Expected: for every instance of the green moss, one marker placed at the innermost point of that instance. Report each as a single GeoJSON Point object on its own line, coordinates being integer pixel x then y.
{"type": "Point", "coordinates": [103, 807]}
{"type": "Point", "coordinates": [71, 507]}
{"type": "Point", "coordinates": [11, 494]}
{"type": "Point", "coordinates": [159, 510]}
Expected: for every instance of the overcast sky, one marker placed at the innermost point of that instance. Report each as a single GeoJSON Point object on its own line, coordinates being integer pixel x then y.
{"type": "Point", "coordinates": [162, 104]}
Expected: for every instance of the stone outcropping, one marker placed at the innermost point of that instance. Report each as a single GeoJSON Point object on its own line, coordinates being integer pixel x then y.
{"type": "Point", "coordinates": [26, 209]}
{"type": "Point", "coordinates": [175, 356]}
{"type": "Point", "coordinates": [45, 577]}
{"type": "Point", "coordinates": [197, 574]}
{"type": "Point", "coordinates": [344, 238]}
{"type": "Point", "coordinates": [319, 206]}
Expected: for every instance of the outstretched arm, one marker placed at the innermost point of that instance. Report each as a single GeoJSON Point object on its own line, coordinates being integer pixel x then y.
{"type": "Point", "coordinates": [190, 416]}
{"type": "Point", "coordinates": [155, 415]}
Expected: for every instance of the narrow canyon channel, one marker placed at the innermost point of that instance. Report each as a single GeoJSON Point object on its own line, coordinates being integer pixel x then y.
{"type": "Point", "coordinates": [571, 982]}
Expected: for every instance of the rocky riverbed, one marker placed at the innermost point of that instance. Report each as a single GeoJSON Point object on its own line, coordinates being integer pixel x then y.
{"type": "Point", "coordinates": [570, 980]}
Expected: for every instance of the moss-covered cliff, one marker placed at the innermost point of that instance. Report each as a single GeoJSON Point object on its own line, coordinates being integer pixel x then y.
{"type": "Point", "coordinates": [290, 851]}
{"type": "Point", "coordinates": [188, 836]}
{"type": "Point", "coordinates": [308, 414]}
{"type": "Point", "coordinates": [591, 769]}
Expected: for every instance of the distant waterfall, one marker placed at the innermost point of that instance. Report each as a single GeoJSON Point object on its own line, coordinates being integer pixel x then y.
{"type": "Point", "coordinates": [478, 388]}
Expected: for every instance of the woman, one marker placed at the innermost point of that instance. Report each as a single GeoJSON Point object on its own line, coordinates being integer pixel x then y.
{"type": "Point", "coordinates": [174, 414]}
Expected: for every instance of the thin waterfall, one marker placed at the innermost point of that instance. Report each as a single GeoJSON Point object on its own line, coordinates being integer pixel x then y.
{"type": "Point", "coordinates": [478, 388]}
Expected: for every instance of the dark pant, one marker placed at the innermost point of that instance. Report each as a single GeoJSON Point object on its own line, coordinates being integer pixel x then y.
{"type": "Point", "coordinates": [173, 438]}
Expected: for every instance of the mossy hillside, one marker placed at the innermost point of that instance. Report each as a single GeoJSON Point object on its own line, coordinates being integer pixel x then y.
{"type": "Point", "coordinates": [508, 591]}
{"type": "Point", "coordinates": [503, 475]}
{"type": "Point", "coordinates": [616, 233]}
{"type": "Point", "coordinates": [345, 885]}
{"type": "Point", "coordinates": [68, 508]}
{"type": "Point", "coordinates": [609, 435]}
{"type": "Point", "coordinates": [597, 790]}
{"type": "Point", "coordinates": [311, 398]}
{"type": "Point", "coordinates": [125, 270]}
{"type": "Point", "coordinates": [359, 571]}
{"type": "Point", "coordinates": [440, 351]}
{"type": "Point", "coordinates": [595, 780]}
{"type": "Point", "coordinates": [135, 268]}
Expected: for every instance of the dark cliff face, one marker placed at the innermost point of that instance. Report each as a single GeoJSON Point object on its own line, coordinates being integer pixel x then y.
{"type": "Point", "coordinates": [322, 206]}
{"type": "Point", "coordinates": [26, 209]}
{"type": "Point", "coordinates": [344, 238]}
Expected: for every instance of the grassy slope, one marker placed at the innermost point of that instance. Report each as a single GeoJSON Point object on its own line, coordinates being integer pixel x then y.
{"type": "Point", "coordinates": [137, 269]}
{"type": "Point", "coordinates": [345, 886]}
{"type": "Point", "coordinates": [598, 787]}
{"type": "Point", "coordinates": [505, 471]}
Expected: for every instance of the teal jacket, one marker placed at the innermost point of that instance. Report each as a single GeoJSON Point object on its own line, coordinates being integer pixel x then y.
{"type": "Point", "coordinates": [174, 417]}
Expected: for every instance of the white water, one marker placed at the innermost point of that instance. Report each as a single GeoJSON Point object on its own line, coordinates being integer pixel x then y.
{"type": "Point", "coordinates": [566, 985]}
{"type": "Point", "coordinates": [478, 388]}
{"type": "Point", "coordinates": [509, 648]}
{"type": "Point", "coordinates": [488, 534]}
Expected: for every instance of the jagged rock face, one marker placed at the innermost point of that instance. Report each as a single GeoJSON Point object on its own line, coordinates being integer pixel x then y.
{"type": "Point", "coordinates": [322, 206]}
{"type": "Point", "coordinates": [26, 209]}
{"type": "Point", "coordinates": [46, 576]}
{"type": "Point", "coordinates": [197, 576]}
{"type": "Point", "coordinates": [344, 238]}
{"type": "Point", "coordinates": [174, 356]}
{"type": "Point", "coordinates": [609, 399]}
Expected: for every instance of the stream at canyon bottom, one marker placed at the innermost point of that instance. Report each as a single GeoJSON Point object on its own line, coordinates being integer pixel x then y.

========

WHAT IS EXPECTED
Each and every record above needs writing out exactly.

ANSWER TO THIS PROBLEM
Expected: for every instance of the green moss, one marker placed at the innermost point of that instance. Report each as a single GeoJSON Point object on its own line, coordinates being integer pixel x then y.
{"type": "Point", "coordinates": [103, 807]}
{"type": "Point", "coordinates": [71, 507]}
{"type": "Point", "coordinates": [11, 494]}
{"type": "Point", "coordinates": [159, 510]}
Expected: for every instance of the overcast sky, one marker placed at the innermost point of that instance. Report each as a single GeoJSON Point object on its own line, coordinates being integer pixel x then y.
{"type": "Point", "coordinates": [162, 104]}
Expected: for every instance of the stone outcropping, one marker placed at the innermost point of that instance. Report each as a single GeoJSON Point object on its own line, coordinates being integer pixel x then y.
{"type": "Point", "coordinates": [26, 209]}
{"type": "Point", "coordinates": [175, 356]}
{"type": "Point", "coordinates": [45, 577]}
{"type": "Point", "coordinates": [197, 574]}
{"type": "Point", "coordinates": [344, 238]}
{"type": "Point", "coordinates": [319, 206]}
Expected: for every instance of the outstretched arm, one marker placed at the innermost point of that instance. Report each as a single GeoJSON Point object on its own line, coordinates being integer pixel x then y.
{"type": "Point", "coordinates": [190, 416]}
{"type": "Point", "coordinates": [155, 415]}
Expected: for every instance of the narrow canyon channel, one marker placed at the innermost point of that instance. Report each as a single GeoJSON Point object on its own line, coordinates being integer pixel x then y.
{"type": "Point", "coordinates": [571, 982]}
Expected: for every instance of the rocky riverbed, one marker placed at the innermost point of that instance. Report each as a single GeoJSON Point object on its own line, coordinates being integer pixel x then y.
{"type": "Point", "coordinates": [570, 980]}
Expected: for every instance of the moss-covered cliff, one marker placed at the innermost point of that instance. Report each as a single GeoJSON Point object on its own line, coordinates being integer pixel x then y.
{"type": "Point", "coordinates": [290, 851]}
{"type": "Point", "coordinates": [188, 836]}
{"type": "Point", "coordinates": [308, 414]}
{"type": "Point", "coordinates": [591, 769]}
Expected: for every instance of the distant waterfall, one marker placed at the innermost point of that instance. Report each as a single GeoJSON Point object on its own line, coordinates being integer pixel x then y.
{"type": "Point", "coordinates": [478, 388]}
Expected: for every instance of the woman, one marker placed at the innermost point of that instance. Report each as a single GeoJSON Point object on its own line, coordinates being integer pixel x then y.
{"type": "Point", "coordinates": [174, 414]}
Expected: for every instance of the thin waterfall, one marker placed at the innermost point of that instance. Report each as a single GeoJSON Point object on its own line, coordinates being integer pixel x then y.
{"type": "Point", "coordinates": [478, 388]}
Expected: for every instance of the dark pant, one marker placed at the innermost point of that instance. Report each as a single GeoJSON Point object on its own line, coordinates being integer pixel x then y.
{"type": "Point", "coordinates": [173, 438]}
Expected: for every instance of the mossy hillside, one marker placed at the innermost point of that instance. Report each as a single GeoJSON Point object on its own line, coordinates being integer pixel x then y.
{"type": "Point", "coordinates": [508, 591]}
{"type": "Point", "coordinates": [503, 475]}
{"type": "Point", "coordinates": [616, 233]}
{"type": "Point", "coordinates": [345, 885]}
{"type": "Point", "coordinates": [68, 508]}
{"type": "Point", "coordinates": [609, 435]}
{"type": "Point", "coordinates": [597, 790]}
{"type": "Point", "coordinates": [311, 398]}
{"type": "Point", "coordinates": [125, 270]}
{"type": "Point", "coordinates": [359, 571]}
{"type": "Point", "coordinates": [440, 351]}
{"type": "Point", "coordinates": [595, 780]}
{"type": "Point", "coordinates": [135, 268]}
Expected: for every instance of the dark cliff face, one marker placed at the innermost point of that instance. Report each as a single GeoJSON Point object on its own line, coordinates being integer pixel x then y.
{"type": "Point", "coordinates": [322, 206]}
{"type": "Point", "coordinates": [26, 209]}
{"type": "Point", "coordinates": [344, 238]}
Expected: for every instance of the grassy slope, one marker placed at the innermost point of that instance. Report each as a single GeoJSON Point object on its own line, coordinates being integer pixel x then y.
{"type": "Point", "coordinates": [137, 269]}
{"type": "Point", "coordinates": [345, 886]}
{"type": "Point", "coordinates": [598, 787]}
{"type": "Point", "coordinates": [505, 471]}
Expected: for every instance of the teal jacket, one marker placed at the innermost point of that instance. Report each as a single GeoJSON Point object on its own line, coordinates being integer pixel x then y.
{"type": "Point", "coordinates": [174, 417]}
Expected: for every instance of the white water, one marker placed at the innermost point of that instance. Report each as a single GeoJSON Point object on its own line, coordinates being integer pixel x then y.
{"type": "Point", "coordinates": [566, 985]}
{"type": "Point", "coordinates": [478, 388]}
{"type": "Point", "coordinates": [509, 648]}
{"type": "Point", "coordinates": [488, 534]}
Expected: for every instance of the jagged rock face, one marker placed at the innermost point of that instance. Report each as a single GeoJSON Point object on its own line, coordinates being integer pixel x then y.
{"type": "Point", "coordinates": [322, 206]}
{"type": "Point", "coordinates": [26, 209]}
{"type": "Point", "coordinates": [46, 576]}
{"type": "Point", "coordinates": [197, 576]}
{"type": "Point", "coordinates": [344, 238]}
{"type": "Point", "coordinates": [174, 356]}
{"type": "Point", "coordinates": [609, 399]}
Expected: for every instance of the stream at canyon bottom, one marker placed at the innermost point of that instance. Report each as a single GeoJSON Point object on its own line, coordinates being integer pixel x then y.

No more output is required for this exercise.